-------- MATERIAL TO PROCESS

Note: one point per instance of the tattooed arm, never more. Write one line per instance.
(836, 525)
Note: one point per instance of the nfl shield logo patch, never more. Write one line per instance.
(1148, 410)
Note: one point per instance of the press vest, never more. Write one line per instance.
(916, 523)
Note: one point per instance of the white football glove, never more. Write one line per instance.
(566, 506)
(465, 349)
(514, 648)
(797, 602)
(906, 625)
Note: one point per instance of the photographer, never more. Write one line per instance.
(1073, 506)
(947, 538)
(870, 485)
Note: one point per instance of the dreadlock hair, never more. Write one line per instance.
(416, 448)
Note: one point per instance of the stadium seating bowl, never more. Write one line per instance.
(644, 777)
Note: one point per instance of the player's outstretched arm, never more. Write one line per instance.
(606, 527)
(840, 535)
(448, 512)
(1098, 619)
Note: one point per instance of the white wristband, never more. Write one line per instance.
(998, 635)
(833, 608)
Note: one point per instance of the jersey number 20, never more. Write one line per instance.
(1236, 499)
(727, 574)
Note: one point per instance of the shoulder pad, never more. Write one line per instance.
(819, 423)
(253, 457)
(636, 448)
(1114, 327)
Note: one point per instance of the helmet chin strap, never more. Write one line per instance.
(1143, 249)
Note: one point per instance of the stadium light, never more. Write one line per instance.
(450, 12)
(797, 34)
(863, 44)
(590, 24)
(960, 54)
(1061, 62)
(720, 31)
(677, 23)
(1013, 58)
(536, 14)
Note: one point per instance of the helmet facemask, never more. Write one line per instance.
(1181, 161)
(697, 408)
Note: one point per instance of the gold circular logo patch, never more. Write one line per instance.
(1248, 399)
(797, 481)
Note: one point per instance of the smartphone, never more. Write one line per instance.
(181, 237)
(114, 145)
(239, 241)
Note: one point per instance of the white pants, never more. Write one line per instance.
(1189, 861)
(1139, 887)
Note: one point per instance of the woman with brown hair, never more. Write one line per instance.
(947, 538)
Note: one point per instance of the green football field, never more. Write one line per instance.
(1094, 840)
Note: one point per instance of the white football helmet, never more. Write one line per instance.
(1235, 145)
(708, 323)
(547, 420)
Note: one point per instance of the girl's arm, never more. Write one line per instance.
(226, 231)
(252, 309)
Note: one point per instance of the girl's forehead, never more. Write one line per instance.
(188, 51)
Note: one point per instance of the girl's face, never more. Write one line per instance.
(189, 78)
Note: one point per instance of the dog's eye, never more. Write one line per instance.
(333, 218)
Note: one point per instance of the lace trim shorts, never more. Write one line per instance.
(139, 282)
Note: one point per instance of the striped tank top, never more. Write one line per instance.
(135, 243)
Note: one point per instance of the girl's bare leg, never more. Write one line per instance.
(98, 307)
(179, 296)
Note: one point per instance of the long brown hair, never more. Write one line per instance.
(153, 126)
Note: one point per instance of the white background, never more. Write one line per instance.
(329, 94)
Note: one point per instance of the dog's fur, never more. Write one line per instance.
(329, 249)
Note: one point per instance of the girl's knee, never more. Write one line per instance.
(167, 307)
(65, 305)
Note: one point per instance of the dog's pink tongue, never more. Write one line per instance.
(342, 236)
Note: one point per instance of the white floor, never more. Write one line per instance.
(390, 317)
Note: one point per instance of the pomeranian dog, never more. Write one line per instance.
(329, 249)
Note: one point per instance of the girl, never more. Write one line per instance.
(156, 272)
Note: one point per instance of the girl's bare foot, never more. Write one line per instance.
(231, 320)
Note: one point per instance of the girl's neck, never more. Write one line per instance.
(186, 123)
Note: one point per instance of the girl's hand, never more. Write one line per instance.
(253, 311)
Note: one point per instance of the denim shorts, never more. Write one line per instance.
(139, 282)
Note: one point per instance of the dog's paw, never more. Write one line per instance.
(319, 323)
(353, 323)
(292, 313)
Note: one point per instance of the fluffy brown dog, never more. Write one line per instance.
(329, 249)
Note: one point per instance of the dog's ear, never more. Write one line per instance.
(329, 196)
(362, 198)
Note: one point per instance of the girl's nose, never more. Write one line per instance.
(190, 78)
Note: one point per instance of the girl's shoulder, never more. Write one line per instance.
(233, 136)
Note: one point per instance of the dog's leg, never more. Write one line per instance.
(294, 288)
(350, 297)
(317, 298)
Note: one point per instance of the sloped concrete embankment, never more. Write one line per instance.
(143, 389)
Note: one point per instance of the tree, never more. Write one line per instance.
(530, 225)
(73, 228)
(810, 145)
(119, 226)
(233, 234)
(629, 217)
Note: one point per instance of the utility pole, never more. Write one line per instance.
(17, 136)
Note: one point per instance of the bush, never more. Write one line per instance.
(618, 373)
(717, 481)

----------------

* [STATED EXERCISE]: Repeat all the records. Match each line exactly.

* [FINISHED TASK]:
Note: one point per instance of the tattooed arm, never more. Write one line per instance.
(836, 525)
Note: one point per instance of the nfl shield logo patch, never more. Write one line per instance.
(1148, 410)
Note: one point per instance of the press vest, never more. Write one line per instance.
(916, 523)
Note: one point per instance of the white football glove, never more. Write one line per instance.
(566, 506)
(465, 349)
(514, 648)
(797, 602)
(906, 625)
Note: one point per instance of the photographer, never more. Write one line per instance.
(1073, 506)
(947, 538)
(870, 485)
Note: one point per instance of the dreadlock hair, never more. Write one line per instance.
(416, 448)
Note: one point per instance of the stadium seating bowl, never more. Write one line per instance.
(644, 777)
Note: one point per instance of the player's outstretched arm, never more. Write one line per instance.
(606, 527)
(840, 535)
(448, 512)
(1098, 619)
Note: one point per instance of the white wristband, never more. Write one line per instance.
(998, 635)
(833, 608)
Note: one point per instance of the jersey number 20, never more. Write one line per instance.
(1236, 499)
(727, 574)
Note: one point per instance of the shoulder pad, never more. Write one line per instance.
(819, 423)
(253, 457)
(636, 448)
(1114, 327)
Note: one point per instance of the helmet chin strap, never more. Write one line per instance.
(1143, 249)
Note: one point per instance of the stadium light, never more. Write one line per instance.
(450, 12)
(797, 34)
(863, 44)
(590, 24)
(960, 54)
(1061, 62)
(720, 31)
(677, 23)
(1013, 58)
(536, 14)
Note: one point per instance of the helmet facemask, never more. Write one line per instance.
(1181, 161)
(697, 408)
Note: one point per instance of the gold circular logo patch, never more. Write one line per instance.
(1248, 399)
(797, 481)
Note: one point per instance of the smartphone, never more. Write one line per instance.
(181, 237)
(114, 145)
(239, 241)
Note: one point per instance of the white pants, never more. Write one line per instance.
(1189, 861)
(1139, 887)
Note: one point per instance of the woman with brown hair, never more. Write one line per instance.
(947, 538)
Note: one point per instance of the green football field, never more. Write one line per instance.
(1094, 840)
Note: one point per instance of the white football helmet, never more. Write one line per instance.
(1235, 145)
(708, 323)
(547, 420)
Note: one point per instance of the girl's arm, never more. Write one line per instance.
(226, 231)
(252, 309)
Note: one point per instance of the girl's forehead, never more. Write one line per instance.
(188, 51)
Note: one point per instance of the girl's face, never more. Write one line per instance.
(189, 78)
Note: one point per instance of the dog's eye, never more. Write one line per instance.
(333, 218)
Note: one point per instance of the lace trim shorts, never more. Write one line per instance.
(139, 282)
Note: one point per instance of the striped tank top, never more. Write one line per instance.
(135, 243)
Note: one point per instance of the girl's bare leg, never more. Write one line per instance.
(98, 307)
(179, 296)
Note: one point per instance of the long brown hair, never more. Write one line per instance.
(153, 126)
Note: one point per instance of the white background, never more. Write one line per instance.
(329, 94)
Note: one point per instance of the dog's fur, never more. Write one line per instance.
(329, 249)
Note: one point per instance of the girl's knee, never more. Write one line per instance.
(167, 307)
(65, 305)
Note: one point per instance of the dog's pink tongue, never more. Write one line per instance.
(342, 236)
Note: one point per instance of the white floor, never more. Write one line per instance.
(390, 317)
Note: one point per instance of the pomeranian dog, never more. Write one line per instance.
(329, 249)
Note: one point per instance of the girl, never more. Write one line per instance.
(156, 272)
Note: one point per instance of the girl's bare foot, never more. Write one line per instance.
(231, 320)
Note: one point per instance of the girl's neck, never more. Write one line per instance.
(186, 123)
Note: one point per instance of the girl's hand, never more. Write one line per instance.
(253, 311)
Note: one point per instance of the denim shorts, never more. Write one line per instance.
(139, 282)
Note: one point per instance of the dog's paw, never more. Write one line per instance.
(319, 323)
(353, 323)
(292, 313)
Note: one point per instance of the fluffy brown dog, never more. Write one line per instance.
(329, 249)
Note: one point per instance of the dog's ear, never more. Write one line per instance.
(329, 196)
(362, 198)
Note: one point per instance of the girl's nose, never more. Write one line per instance.
(190, 78)
Note: one point per instance of the girl's shoulder, never more. Write one line per instance.
(233, 136)
Note: one point per instance of the dog's leg, never more. Write one line per instance.
(294, 288)
(350, 297)
(317, 298)
Note: one point per instance of the sloped concrete embankment, never more. Write one line per instance.
(143, 389)
Note: one point per instance of the tree, never more. Write one line per instance.
(530, 225)
(73, 228)
(810, 145)
(119, 226)
(233, 234)
(629, 217)
Note: one point per instance of the utility pole, never more. Write one line per instance.
(17, 136)
Note: one point per instance of the bush, never more. Write one line per instance.
(618, 373)
(717, 481)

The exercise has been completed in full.